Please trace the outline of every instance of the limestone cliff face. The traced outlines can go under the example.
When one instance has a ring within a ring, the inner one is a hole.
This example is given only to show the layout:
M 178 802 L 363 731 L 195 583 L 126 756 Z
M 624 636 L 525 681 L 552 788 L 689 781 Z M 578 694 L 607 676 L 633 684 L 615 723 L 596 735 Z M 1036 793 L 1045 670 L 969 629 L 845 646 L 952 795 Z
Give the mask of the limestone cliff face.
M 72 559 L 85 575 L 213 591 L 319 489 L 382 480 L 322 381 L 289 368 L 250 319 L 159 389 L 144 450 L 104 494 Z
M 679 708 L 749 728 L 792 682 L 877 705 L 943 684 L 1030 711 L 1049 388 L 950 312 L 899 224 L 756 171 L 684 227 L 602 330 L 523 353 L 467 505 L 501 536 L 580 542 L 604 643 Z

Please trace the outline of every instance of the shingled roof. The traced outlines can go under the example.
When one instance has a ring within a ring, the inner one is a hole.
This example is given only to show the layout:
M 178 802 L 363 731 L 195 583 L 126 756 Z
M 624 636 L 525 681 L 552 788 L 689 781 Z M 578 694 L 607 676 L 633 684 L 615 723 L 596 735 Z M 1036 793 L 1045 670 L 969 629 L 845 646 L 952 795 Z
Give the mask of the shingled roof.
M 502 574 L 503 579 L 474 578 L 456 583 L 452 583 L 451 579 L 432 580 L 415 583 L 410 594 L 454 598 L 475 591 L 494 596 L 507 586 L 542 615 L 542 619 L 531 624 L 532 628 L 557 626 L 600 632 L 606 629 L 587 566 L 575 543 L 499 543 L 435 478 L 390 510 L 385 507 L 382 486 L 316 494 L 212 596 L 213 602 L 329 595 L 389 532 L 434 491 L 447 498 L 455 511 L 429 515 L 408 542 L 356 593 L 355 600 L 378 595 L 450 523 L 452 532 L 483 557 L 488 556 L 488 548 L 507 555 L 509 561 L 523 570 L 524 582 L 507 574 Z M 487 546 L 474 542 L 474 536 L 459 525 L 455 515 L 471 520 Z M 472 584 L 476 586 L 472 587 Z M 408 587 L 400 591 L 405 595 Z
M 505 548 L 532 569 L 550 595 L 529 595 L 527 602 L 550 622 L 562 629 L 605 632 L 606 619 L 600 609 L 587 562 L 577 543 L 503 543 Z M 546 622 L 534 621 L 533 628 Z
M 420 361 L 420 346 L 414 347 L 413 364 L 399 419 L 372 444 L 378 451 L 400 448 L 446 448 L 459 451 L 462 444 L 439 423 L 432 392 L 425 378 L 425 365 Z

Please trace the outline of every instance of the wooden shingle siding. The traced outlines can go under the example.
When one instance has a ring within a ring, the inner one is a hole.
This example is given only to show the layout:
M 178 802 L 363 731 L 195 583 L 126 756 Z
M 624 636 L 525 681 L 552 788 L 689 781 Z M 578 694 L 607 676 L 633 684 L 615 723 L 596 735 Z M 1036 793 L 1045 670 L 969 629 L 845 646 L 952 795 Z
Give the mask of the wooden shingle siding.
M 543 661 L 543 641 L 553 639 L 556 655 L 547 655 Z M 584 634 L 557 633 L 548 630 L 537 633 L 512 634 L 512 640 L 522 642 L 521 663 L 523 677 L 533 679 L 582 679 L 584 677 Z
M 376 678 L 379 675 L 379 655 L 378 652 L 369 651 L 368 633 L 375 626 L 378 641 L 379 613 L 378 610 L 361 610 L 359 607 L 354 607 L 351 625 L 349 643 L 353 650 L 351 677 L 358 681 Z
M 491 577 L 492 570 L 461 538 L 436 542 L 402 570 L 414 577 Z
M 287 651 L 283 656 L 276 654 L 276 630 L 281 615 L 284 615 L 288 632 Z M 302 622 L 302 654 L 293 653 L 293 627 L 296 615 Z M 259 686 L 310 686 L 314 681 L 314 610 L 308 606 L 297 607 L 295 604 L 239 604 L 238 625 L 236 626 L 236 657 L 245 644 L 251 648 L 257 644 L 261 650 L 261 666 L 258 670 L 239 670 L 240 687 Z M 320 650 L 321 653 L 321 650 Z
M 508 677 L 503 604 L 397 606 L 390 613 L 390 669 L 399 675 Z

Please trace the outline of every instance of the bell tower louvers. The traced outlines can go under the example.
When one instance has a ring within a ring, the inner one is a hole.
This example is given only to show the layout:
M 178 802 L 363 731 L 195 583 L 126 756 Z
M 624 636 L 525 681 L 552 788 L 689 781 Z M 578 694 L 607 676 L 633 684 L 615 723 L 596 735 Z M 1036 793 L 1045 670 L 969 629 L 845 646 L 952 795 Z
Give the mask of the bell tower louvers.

------------------------------------------------------------------------

Rewrite the lines, starting with the line that contains "Please trace the outline of every instance of the wooden" and going through the last line, with 83 added to every outline coordinate in the answers. Leave the requests and their sample outlines unchanged, and include no other lines.

Please trace the outline of every instance of the wooden shingle siding. The traced outlines can go under the example.
When one instance has a ring within a ring, the inner one is a hole.
This example is given only to show the layout:
M 178 802 L 363 731 L 195 583 L 126 756 Z
M 624 636 L 525 681 L 552 788 L 689 781 Z M 578 694 L 607 676 L 633 684 L 615 723 L 596 735 Z M 1036 793 L 1045 670 L 969 629 L 845 646 L 952 795 Z
Give the mask of the wooden shingle siding.
M 626 744 L 626 724 L 636 722 L 639 738 L 630 738 Z M 667 717 L 640 716 L 631 713 L 620 716 L 595 717 L 595 723 L 605 725 L 604 746 L 606 760 L 616 762 L 665 762 L 667 760 Z
M 459 761 L 462 758 L 462 738 L 461 735 L 452 734 L 451 716 L 458 709 L 461 724 L 462 696 L 461 693 L 444 693 L 442 690 L 437 690 L 434 708 L 432 726 L 436 733 L 434 760 L 441 764 Z
M 574 660 L 575 653 L 544 621 L 519 625 L 485 653 L 497 660 Z
M 370 734 L 366 739 L 359 737 L 359 713 L 364 698 L 367 698 L 371 715 Z M 385 705 L 385 737 L 376 736 L 376 710 L 379 698 Z M 342 769 L 393 769 L 397 764 L 397 693 L 391 689 L 380 690 L 378 687 L 322 687 L 321 708 L 319 709 L 319 740 L 328 727 L 334 731 L 340 727 L 344 733 L 344 749 L 341 753 L 322 753 L 323 770 Z M 403 733 L 404 736 L 404 733 Z
M 591 760 L 586 687 L 480 689 L 473 696 L 473 752 L 482 758 Z

Please trace the outline of every instance of the bell tower louvers. The traced outlines can go under the example.
When one instance has a ring within a ring, the inner one is a hole.
This example is given only to show the layout:
M 178 802 L 363 731 L 195 583 L 126 756 Z
M 624 636 L 525 681 L 552 788 L 689 781 Z M 578 694 L 607 676 L 633 684 L 615 723 L 596 735 Z M 1036 793 L 1045 670 L 969 629 L 845 646 L 952 795 Z
Give the mask of the bell tower louvers.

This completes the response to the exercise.